> **Requirements**: Can you write out all of the rows below again, substituting "rectangles" for every "bounding boxes" and keeping everything else the same?

-- Given information start --

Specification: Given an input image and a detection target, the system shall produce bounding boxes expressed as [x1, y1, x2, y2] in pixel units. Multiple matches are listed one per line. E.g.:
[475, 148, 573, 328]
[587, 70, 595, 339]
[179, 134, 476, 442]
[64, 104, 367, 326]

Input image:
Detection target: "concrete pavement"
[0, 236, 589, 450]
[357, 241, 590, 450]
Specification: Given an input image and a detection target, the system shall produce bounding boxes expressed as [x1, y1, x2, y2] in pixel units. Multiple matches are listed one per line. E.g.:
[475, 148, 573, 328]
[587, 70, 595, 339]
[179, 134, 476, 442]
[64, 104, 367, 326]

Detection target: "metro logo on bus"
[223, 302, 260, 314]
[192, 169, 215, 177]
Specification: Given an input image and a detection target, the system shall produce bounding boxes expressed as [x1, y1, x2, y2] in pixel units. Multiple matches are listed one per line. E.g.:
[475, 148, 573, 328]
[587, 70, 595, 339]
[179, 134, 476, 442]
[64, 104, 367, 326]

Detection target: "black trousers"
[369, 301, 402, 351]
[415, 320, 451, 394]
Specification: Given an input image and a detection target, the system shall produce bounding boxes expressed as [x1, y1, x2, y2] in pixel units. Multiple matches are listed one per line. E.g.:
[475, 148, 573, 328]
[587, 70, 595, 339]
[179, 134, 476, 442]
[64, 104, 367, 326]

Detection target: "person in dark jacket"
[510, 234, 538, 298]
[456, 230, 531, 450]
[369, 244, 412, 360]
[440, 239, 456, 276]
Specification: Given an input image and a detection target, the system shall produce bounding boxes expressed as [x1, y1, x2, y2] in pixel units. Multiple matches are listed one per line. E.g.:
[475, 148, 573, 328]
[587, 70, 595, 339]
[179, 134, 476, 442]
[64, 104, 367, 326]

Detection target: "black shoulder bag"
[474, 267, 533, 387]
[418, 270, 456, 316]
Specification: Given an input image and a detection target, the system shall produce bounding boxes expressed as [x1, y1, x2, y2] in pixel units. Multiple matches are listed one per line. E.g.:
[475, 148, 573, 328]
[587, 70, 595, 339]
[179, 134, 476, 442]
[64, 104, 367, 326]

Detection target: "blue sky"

-- Given information end --

> **Result**:
Specification: Given an input image and a detection target, the system shall produce rectangles expressed as [x1, y1, x2, y2] in pixel units. Multiple matches are listed one per line. E.g.:
[475, 148, 573, 328]
[587, 70, 595, 339]
[179, 134, 476, 442]
[64, 104, 367, 326]

Input image:
Detection target: "concrete pavement"
[0, 236, 589, 450]
[357, 241, 590, 450]
Specification: Given an input image and a detection target, the system shall produce rectangles expressed as [x1, y1, x2, y2] in pixel units. Multiple matches are listed one per line. E.g.:
[475, 148, 573, 328]
[587, 70, 595, 339]
[179, 134, 476, 442]
[64, 104, 367, 326]

Detection target: "metro logo on bus"
[223, 302, 260, 314]
[192, 169, 215, 177]
Specification: Given an input image and a detection target, the system shall produce rectangles expressed as [x1, y1, x2, y2] in pixel units. Multiple matches are listed one per line. E.g.:
[475, 148, 573, 328]
[587, 70, 595, 339]
[179, 134, 476, 442]
[64, 104, 367, 326]

Detection target: "black trousers"
[369, 301, 402, 351]
[415, 320, 451, 394]
Specification: Given an input image and a detection target, the system shall produce rectangles expressed as [x1, y1, x2, y2] in pixel units. Multiple matches are listed one per line. E.g.:
[475, 148, 573, 328]
[587, 70, 595, 339]
[179, 134, 476, 442]
[64, 104, 367, 326]

Detection target: "person in dark jacket"
[510, 234, 538, 298]
[456, 230, 531, 450]
[369, 244, 412, 360]
[440, 239, 456, 276]
Specification: Given an input image and a detection target, the system shall produce rectangles expressed as [x1, y1, x2, y2] in pixel units. Multiple matches are listed one per line. E.g.:
[475, 148, 573, 328]
[587, 70, 595, 339]
[179, 134, 476, 442]
[64, 104, 367, 326]

Detection target: "black shoulder bag"
[474, 267, 533, 387]
[418, 270, 456, 316]
Specification: Given an input image and a detection target, the system shall produce rectangles expressed as [x1, y1, x2, y2] in pixel units. Multiple matches are listed one per line. E.g.:
[475, 148, 573, 328]
[587, 70, 595, 339]
[179, 134, 476, 442]
[64, 104, 367, 326]

Detection target: "blue sky"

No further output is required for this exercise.